» EXCERPTED TEXT:
****

Newfoundland is a very large island, about half the size of the whole of Britain or one and a half times the size of Ireland. It lies in the Gulf of St Lawrence off the east coast of Canada. The population is about half a million of which about two fifths live in or around the capital St John’s at the Atlantic end of the island. For administrative purposes, Newfoundland is joined with Labrador which is the vast sub-Arctic and Arctic landmass that lies on the Canadian mainland to the north. Only about 5% of the total population of the Province live in Labrador. Newfoundland is pronounced by the locals as New Fund Land, three separate words.
These locals are officially called Newfoundlanders which is affectionately, but also sometimes insultingly, shortened to Newfies. There is a small aboriginal population (First Nations, Metis, Inuit) but the vast majority either originate from other parts of North America or from the British Isles (England, Ireland and Scotland) split roughly 50/50. English is the dominant language but their dialect could be described as a cross between Canadian English and Irish English and they speak at a rapid pace making understanding for non-natives sometimes very difficult.
“Welcome to The Rock”, said the lady at the Avis car rental desk in St John’s Airport. She explained that that is what the locals call their homeland. What she didn’t explain was how to get out of the airport complex. It is currently undergoing major refurbishment including the replacement and realignment of the road system. Along with a number of other rental customers we spent what seemed like ages going around and around trying to find the exit onto the main road system.
Our guest house had provided a comprehensive set of driving instructions to get us to our bed for the night, except that they had one small but crucial error mentioning going through three sets of lights on one stretch when it should have said one. So, it was time to resort to satnav which got us there very quickly. Earl, the proprietor, had emailed the code for the front door, so although it was after midnight, we were able to get inside. In the vestibule there were large notices requiring us to remove our shoes before entering the hallway. So our shoes joined the dozen or so other pairs lined up by the door.

****

» Bounding box annotation entries:
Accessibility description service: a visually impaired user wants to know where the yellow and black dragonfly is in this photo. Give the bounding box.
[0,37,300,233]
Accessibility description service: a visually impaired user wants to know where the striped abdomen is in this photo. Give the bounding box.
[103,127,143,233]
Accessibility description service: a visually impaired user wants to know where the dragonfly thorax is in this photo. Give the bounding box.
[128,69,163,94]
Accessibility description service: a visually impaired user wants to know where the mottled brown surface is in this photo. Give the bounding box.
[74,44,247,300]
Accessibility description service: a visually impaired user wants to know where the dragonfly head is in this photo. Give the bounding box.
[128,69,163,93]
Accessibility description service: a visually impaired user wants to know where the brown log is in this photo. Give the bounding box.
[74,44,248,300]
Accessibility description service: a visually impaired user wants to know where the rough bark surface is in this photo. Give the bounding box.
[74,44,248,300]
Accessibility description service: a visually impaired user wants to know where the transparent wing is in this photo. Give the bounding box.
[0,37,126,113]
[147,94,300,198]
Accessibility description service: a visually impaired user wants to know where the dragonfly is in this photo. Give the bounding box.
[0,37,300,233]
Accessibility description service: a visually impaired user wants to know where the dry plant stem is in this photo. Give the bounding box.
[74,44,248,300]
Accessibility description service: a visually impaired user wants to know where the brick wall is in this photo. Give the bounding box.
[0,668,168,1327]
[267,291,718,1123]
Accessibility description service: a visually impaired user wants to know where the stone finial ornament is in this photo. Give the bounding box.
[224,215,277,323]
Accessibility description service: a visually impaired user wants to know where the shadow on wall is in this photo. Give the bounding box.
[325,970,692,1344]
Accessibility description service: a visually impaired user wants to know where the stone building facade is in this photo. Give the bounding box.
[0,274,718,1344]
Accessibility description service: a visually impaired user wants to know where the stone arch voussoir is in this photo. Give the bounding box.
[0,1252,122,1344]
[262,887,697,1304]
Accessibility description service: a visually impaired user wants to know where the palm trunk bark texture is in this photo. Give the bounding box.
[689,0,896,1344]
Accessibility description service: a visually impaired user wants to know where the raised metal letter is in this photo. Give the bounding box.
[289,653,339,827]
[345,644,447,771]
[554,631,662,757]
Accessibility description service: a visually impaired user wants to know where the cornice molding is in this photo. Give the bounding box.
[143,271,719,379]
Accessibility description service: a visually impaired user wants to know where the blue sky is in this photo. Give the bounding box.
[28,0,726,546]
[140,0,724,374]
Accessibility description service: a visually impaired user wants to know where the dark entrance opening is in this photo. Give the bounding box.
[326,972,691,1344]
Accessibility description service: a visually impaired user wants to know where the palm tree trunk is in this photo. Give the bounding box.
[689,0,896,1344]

****

» TASK LIST:
A - According to the Newfoundland text, what share of the Province's total population lives in Labrador?
B - Decide whether each statement agrees with the Newfoundland text, and support each decision with the deciding words quoted from it. (i) Newfoundland is about half the size of Britain. (ii) The lady at the car rental desk explained how to get out of the airport complex. (iii) The guest house proprietor emailed the code for the front door.
C - Continue the Newfoundland text from the point where it stops.
The listing was taken from a separate source.

» ANSWERS TO THE PROBLEMS:
A - About 5%.

B -
(i) Yes: "about half the size of the whole of Britain"
(ii) No: "What she didn’t explain was how to get out of the airport complex."
(iii) Yes: "Earl, the proprietor, had emailed the code for the front door"

C -
Another notice informed us that our room, “Petty Harbour”, was on the third floor, right at the top of the building. There was no lift, so getting our luggage upstairs was a bit of a trial. The door to our room was open but there was no sign of the number for the keypad that locked the door. This would have to fixed in the morning. In the mean time we were seriously in need of some rest.
We had only planned the first two nights on the assumption that we could set off and explore Newfoundland, picking up B&B’s as we went along. There was a notice in the room saying that Earl was happy to provide travel advice. We decided to take advantage of the offer.
Newfoundland & Labrador has been doing some serious advertising in Canada on the delights of visiting the province. It has worked. People were flocking to “The Rock”. We met people from Ontario, Alberta and British Columbia. What this meant was that when we tried to book accommodation for our first night on the road, a Saturday, there was nothing available.
We called Earl and he came round from his other guest house just a few houses away. He suggested that the destination we had chosen was much further away than we needed to go to get great sea scenery and walks. Instead of Twillingate, some 450km distance and about 6 hours driving, we should try Trinity on the Bonavista Peninsula, some 200km distance and not much more than 2 ½ hours driving. Getting an hotel for the Saturday night proved impossible in Trinity as well, still, there was a nice place that could take us from the Sunday night for three nights. We booked it straightaway. Earl said he could put us up for the Saturday night so that was fine. The extra day in St John’s could be used for some out of town touring.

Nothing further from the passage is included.